» **WORK REQUIRED**
Copy the passage of the atrial fibrillation article from "AFib is usually" to "than one week.", with no changes.

» **PAGE EXCERPT**
Atrial fibrillation can be treated when identified by doctors

Dr. Michael Goldstein, cardiologist at Anne Arundel Medical Center.
Dr. Michael Goldstein, cardiologist at Anne Arundel Medical Center. (Courtesy of Anne Arundel Medical / HANDOUT)

Atrial fibrillation, an irregular and often rapid heartbeat, is a common malady in Americans that can lead to many different problems if it's not treated, says Dr. Michael Goldstein, a cardiologist at Anne Arundel Medical Center. Obesity and high blood pressure may play roles, though it's not entirely clear why some people develop it. But if it's identified, there are ways to treat it and keep it from becoming a major health issue.

What is AFib and how common is it?


Atrial fibrillation, also known as AFib, is a common cardiovascular disease. It is a chronic condition that affected 5.2 million people in 2010 and is estimated to increase to 12.1 million by the year 2030. As a result, atrial fibrillation is a serious health concern in the United States and globally.

What are the symptoms, and how is it diagnosed?


Symptoms of atrial fibrillation are extremely variable. Some people do not have any symptoms, while others have symptoms such as shortness of breath, chest pain, swelling of the legs, rapid heartbeat and even strokes. AFib can be diagnosed as part of a routine checkup with a doctor — that is why these visits are so important. Usually AFib issues will show up on an electrocardiogram. But sometimes people have symptoms that suggest AFib or have a stroke without identifiable causes. Doctors are able to diagnose AFib using Holter monitors or implanted cardiac monitors, called loop recorders, to identify the causes of these symptoms.

What dangerous conditions can result and why?

If left untreated, AFib can cause a decreased quality of life, strokes or a weakened heart muscle called cardiomyopathy.

Does it ever go away on its own, or does it always require treatment?

AFib is usually a long-term problem. Some people have atrial fibrillation that comes and goes or atrial fibrillation that lasts longer periods of time, typically greater than one week.

» **EXERCISE DATA**
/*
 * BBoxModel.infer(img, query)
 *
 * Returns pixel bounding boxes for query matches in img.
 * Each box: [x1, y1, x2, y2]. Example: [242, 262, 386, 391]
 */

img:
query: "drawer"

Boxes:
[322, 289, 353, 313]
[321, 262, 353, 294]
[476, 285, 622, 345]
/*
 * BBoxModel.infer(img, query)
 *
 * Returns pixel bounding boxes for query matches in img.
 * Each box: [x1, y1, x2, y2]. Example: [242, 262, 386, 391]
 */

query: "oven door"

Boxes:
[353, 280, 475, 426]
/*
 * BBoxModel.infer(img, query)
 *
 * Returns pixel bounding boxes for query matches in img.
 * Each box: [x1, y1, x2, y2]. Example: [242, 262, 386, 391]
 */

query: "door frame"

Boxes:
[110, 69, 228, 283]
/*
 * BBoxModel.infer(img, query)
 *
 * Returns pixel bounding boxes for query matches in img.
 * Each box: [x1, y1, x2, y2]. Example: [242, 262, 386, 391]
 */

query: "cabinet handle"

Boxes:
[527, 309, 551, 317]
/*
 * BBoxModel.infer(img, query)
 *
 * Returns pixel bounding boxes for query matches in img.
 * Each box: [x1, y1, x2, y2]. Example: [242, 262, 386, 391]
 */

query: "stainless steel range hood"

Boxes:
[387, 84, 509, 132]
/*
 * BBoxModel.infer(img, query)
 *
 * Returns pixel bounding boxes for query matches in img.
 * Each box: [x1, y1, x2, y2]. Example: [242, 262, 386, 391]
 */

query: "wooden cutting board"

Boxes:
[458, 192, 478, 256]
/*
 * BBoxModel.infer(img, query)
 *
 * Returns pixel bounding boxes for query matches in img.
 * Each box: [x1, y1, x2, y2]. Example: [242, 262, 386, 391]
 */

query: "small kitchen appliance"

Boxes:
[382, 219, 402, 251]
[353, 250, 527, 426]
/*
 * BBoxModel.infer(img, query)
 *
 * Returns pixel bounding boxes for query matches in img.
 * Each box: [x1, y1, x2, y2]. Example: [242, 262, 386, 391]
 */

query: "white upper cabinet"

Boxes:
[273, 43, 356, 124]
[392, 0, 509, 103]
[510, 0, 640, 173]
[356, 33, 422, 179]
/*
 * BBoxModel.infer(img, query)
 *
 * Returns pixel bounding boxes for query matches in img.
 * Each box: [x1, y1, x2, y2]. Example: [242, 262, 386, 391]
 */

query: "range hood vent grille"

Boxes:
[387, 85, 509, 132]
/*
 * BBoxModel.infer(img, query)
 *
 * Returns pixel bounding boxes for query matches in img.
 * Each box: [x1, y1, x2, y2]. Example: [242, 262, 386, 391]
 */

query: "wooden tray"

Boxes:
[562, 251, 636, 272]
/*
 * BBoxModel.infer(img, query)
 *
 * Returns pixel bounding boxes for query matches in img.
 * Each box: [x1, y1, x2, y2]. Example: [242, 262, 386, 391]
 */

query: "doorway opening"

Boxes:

» **YOUR RESPONSE**
AFib is usually a long-term problem. Some people have atrial fibrillation that comes and goes or atrial fibrillation that lasts longer periods of time, typically greater than one week.